• [PROBLEM TO WORK ON]
The complete listing, repeated precisely, must form the answer.

• [MATERIAL FOR THIS EXERCISE]

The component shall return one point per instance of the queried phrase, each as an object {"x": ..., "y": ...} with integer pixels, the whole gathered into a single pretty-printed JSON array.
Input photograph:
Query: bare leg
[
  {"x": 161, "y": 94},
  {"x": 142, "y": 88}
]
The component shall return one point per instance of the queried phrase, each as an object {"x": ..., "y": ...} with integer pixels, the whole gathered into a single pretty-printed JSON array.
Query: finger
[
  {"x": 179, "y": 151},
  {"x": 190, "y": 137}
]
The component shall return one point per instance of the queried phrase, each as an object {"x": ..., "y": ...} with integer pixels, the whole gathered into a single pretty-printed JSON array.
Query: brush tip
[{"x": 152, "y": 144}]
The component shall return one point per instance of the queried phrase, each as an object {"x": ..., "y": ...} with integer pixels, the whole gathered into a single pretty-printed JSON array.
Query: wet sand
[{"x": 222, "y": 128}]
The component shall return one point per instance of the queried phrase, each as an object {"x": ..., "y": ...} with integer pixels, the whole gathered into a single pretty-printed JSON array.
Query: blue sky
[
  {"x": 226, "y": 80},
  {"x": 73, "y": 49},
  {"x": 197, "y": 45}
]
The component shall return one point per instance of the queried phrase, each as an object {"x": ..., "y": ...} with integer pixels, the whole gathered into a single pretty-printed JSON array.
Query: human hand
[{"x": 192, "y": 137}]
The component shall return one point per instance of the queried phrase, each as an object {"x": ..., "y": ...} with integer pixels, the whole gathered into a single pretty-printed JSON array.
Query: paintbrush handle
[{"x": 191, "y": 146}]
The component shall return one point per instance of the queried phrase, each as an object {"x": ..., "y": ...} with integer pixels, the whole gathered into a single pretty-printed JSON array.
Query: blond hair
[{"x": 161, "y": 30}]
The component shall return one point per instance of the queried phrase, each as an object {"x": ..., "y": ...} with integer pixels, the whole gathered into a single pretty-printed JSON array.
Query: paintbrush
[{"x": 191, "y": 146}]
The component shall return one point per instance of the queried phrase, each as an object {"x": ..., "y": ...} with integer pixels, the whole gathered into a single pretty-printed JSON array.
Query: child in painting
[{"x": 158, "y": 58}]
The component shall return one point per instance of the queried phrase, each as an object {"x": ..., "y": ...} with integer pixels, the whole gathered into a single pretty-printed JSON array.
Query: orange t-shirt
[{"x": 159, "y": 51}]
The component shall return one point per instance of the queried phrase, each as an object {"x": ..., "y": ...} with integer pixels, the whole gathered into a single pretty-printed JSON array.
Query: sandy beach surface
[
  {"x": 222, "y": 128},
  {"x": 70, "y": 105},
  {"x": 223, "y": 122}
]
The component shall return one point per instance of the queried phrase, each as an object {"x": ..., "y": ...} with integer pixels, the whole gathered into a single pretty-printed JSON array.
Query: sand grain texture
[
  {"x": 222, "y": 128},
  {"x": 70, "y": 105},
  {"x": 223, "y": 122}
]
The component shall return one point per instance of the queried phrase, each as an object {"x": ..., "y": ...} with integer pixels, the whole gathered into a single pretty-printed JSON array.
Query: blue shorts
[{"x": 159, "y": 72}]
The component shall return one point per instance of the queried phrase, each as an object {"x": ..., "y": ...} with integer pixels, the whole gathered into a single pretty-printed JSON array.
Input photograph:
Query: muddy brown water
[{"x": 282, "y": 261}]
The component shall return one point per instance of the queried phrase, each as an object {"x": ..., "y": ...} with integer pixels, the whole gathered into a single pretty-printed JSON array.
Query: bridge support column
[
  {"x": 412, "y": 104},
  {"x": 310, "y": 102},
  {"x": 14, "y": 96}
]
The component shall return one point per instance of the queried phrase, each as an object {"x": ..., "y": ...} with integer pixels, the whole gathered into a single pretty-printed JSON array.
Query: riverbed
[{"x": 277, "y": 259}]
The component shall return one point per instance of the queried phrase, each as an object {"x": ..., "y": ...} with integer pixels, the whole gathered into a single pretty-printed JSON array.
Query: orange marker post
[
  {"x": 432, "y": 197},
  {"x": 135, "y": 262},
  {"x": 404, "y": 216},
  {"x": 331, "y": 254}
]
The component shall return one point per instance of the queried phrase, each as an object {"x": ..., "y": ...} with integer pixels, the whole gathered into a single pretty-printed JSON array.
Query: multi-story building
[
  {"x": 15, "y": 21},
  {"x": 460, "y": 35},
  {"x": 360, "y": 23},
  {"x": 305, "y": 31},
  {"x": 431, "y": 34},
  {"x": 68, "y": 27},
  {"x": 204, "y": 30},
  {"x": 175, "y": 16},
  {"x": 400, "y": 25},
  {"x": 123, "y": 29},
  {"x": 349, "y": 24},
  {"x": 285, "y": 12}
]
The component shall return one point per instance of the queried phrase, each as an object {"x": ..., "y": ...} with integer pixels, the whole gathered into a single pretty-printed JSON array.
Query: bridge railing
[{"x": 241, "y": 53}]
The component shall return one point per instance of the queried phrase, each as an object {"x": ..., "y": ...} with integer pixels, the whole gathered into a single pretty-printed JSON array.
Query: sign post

• [TASK RESULT]
The component shall return one point per instance of the queried phrase, each as an object {"x": ..., "y": ...} with integer pixels, the whole gathered into a single pretty-printed JSON array.
Input photograph:
Query: bare leg
[
  {"x": 161, "y": 94},
  {"x": 142, "y": 88}
]
The component shall return one point per instance of the queried phrase, each as an object {"x": ..., "y": ...} with integer pixels, the whole gathered into a single pretty-printed JSON array.
Query: finger
[
  {"x": 179, "y": 151},
  {"x": 190, "y": 137}
]
The component shall return one point per instance of the queried phrase, each as an object {"x": ..., "y": ...} with integer pixels, the whole gathered into a single pretty-printed JSON array.
Query: brush tip
[{"x": 152, "y": 144}]
The component shall return one point per instance of the queried phrase, each as an object {"x": ..., "y": ...} with integer pixels, the whole gathered into a single pretty-printed JSON array.
Query: wet sand
[{"x": 222, "y": 128}]
The component shall return one point per instance of the queried phrase, each as an object {"x": ..., "y": ...} with integer pixels, the whole gathered into a single pretty-printed JSON array.
Query: blue sky
[
  {"x": 226, "y": 80},
  {"x": 73, "y": 49},
  {"x": 197, "y": 45}
]
The component shall return one point per instance of the queried phrase, each as an object {"x": ..., "y": ...} with integer pixels, the whole gathered into a single pretty-printed JSON array.
Query: human hand
[{"x": 192, "y": 137}]
The component shall return one point per instance of the queried phrase, each as an object {"x": ..., "y": ...} with integer pixels, the whole gathered into a single pretty-printed JSON array.
Query: paintbrush handle
[{"x": 191, "y": 146}]
The component shall return one point per instance of the queried phrase, each as an object {"x": ..., "y": ...} with integer pixels, the whole gathered into a single pretty-printed JSON array.
Query: blond hair
[{"x": 161, "y": 30}]
The component shall return one point per instance of the queried phrase, each as an object {"x": ..., "y": ...} with integer pixels, the whole gathered into a single pretty-printed JSON array.
Query: paintbrush
[{"x": 191, "y": 146}]
The component shall return one point per instance of the queried phrase, each as an object {"x": ..., "y": ...} with integer pixels, the whole gathered into a single pretty-printed JSON array.
Query: child in painting
[{"x": 158, "y": 58}]
The component shall return one point per instance of the queried phrase, each as an object {"x": ..., "y": ...} with integer pixels, the whole gathered into a single pretty-printed JSON array.
Query: orange t-shirt
[{"x": 159, "y": 51}]
The component shall return one point per instance of the queried phrase, each as an object {"x": ..., "y": ...} with integer pixels, the whole gathered into a single pretty-printed JSON array.
Query: sandy beach surface
[
  {"x": 222, "y": 128},
  {"x": 70, "y": 105},
  {"x": 223, "y": 122}
]
The component shall return one point per instance of the queried phrase, each as an object {"x": ..., "y": ...} with integer pixels, the whole gathered into a single pretty-printed JSON array.
Query: sand grain texture
[
  {"x": 222, "y": 128},
  {"x": 70, "y": 105},
  {"x": 223, "y": 122}
]
The component shall return one point per instance of the queried phrase, each as an object {"x": ..., "y": ...} with integer pixels, the whole gathered into a single pretty-printed JSON array.
Query: blue shorts
[{"x": 159, "y": 72}]
The component shall return one point per instance of the queried phrase, each as an object {"x": ..., "y": ...} with integer pixels, the whole gathered into a single pretty-printed JSON array.
Input photograph:
Query: muddy brown water
[{"x": 282, "y": 261}]
The component shall return one point per instance of the queried phrase, each as an object {"x": ..., "y": ...} with integer pixels, the whole gathered into a single pretty-printed JSON array.
Query: bridge support column
[
  {"x": 412, "y": 104},
  {"x": 310, "y": 102},
  {"x": 14, "y": 96}
]
The component shall return one point per instance of the queried phrase, each as an object {"x": ..., "y": ...} with integer pixels, the whole gathered into a single pretty-printed JSON array.
Query: riverbed
[{"x": 277, "y": 259}]
The component shall return one point per instance of the queried phrase, each as an object {"x": ..., "y": ...} with integer pixels, the whole gathered into a single pretty-printed JSON array.
Query: orange marker post
[
  {"x": 432, "y": 197},
  {"x": 135, "y": 262},
  {"x": 404, "y": 216},
  {"x": 331, "y": 254}
]
The component shall return one point per instance of the queried phrase, each as an object {"x": ..., "y": ...} with integer pixels, the whole gathered into a single pretty-printed JSON array.
Query: multi-story building
[
  {"x": 15, "y": 21},
  {"x": 460, "y": 35},
  {"x": 360, "y": 23},
  {"x": 305, "y": 31},
  {"x": 431, "y": 34},
  {"x": 68, "y": 27},
  {"x": 204, "y": 30},
  {"x": 175, "y": 16},
  {"x": 400, "y": 25},
  {"x": 123, "y": 29},
  {"x": 349, "y": 24},
  {"x": 285, "y": 12}
]
The component shall return one point per instance of the queried phrase, each as an object {"x": ..., "y": ...} with integer pixels, the whole gathered into a single pretty-printed JSON array.
Query: bridge railing
[{"x": 241, "y": 53}]
The component shall return one point per instance of the queried phrase, each as an object {"x": ..., "y": ...} with integer pixels, the whole gathered into a single pretty-printed JSON array.
Query: sign post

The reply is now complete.